§ **Questions on the material**:
- A) Using the biography of Nour Hamada below, explain in one to three sentences why it gives her birth year as a range instead of a single year.
- B) According to the biography of Nour Hamada below, which languages was she fluent in?

§ **Study text**:

- Born: January 3, between 1887 and 1898 Baakline, Lebanon
- Died: 1962 Lebanon

= Nour Hamada =

Lebanese feminist and journalist

Nour Hamada (born between 1887 and 1898, died in 1962) was a Lebanese poet and feminist. She is one of the major figures that strived for feminism causes and gender equality in the Arab region.

==Biography==
===Early life===
Hamada was born in the rural village of Baakline that is located in the Chouf district of Mount Lebanon. While not certain of the date, various sources believe she was born between 1887 and 1898 on January 3. She belongs to the Druze faith, and her family has many religious Druze leaders. She was the daughter of "Sheikh Muhammad bin Qasim bin Husayn". She was homeschooled by her father and then studied in Beirut, but it was uncertain if she studied at the American University of Beirut or Saint Joseph's University (USJ). She was fluent in many languages including Arabic, French, English, and Turkish.

§ **Information supplied**:

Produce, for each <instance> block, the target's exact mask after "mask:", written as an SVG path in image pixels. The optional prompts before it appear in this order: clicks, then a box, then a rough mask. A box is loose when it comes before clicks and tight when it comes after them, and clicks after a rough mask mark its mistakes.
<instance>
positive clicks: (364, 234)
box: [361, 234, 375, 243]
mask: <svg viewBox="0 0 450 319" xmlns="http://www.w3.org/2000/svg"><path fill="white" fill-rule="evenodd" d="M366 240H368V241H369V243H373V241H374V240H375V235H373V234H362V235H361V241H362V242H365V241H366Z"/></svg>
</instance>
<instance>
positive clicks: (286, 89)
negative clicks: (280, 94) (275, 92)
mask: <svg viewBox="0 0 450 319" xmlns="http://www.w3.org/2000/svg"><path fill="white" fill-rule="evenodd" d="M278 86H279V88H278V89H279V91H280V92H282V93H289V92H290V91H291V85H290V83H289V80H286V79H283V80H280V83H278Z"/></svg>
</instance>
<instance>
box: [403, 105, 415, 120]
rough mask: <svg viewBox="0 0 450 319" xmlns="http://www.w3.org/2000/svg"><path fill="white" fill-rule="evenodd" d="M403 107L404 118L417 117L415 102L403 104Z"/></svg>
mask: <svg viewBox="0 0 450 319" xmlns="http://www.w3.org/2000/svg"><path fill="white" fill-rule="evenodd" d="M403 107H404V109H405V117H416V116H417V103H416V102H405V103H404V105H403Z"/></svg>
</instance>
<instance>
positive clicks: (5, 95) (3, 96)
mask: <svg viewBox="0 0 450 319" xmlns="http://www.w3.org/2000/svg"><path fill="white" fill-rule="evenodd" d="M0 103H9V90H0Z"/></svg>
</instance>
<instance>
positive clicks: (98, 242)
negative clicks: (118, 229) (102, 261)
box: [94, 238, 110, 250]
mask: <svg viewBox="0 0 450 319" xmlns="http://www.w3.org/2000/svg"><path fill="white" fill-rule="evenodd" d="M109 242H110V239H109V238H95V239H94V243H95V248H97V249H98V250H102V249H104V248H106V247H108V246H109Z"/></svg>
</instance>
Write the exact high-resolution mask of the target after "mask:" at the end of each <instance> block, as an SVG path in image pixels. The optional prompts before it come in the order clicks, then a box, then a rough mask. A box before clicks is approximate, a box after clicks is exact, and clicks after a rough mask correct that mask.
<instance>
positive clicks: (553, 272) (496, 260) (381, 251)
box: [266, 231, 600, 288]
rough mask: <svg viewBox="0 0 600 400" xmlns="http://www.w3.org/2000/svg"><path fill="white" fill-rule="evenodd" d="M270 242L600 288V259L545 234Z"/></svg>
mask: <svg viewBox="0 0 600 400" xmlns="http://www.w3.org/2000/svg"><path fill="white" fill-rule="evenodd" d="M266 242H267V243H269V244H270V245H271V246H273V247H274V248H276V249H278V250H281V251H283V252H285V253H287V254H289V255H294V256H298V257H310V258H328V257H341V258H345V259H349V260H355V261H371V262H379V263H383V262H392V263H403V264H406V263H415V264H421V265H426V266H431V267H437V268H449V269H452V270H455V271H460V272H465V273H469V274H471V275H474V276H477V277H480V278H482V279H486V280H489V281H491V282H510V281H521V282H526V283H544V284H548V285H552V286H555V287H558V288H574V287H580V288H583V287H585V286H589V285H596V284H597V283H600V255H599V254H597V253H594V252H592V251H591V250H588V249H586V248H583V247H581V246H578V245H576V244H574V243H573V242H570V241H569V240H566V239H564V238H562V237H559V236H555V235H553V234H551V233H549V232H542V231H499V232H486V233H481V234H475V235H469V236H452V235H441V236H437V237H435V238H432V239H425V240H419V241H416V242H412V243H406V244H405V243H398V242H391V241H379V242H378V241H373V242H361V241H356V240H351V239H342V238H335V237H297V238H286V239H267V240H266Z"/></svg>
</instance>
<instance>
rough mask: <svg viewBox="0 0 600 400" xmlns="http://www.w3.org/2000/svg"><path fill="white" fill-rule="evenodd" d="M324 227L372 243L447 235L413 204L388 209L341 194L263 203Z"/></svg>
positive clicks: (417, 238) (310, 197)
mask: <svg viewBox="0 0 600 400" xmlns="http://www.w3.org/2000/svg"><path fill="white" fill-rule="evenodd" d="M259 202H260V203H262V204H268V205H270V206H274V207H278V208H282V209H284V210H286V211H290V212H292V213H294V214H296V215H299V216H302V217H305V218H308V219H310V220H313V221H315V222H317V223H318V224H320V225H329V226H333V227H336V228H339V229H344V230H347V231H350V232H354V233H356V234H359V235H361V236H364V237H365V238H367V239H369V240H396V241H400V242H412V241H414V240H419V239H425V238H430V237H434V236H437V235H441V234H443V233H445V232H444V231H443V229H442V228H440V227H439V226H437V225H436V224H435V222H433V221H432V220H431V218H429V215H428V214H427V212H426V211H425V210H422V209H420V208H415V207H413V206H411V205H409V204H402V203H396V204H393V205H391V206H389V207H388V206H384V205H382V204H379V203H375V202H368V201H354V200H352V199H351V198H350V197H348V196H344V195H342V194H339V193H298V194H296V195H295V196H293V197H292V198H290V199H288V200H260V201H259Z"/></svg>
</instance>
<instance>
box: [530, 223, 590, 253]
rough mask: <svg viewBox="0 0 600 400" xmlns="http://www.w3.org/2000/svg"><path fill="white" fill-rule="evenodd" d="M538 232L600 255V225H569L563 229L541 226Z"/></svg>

§ **Answers provided**:
- A) Her birth date is not known for certain. Various sources place her birth on January 3 of some year between 1887 and 1898, so the biography gives that span instead of one year.

- B) Arabic, French, English, and Turkish, among others.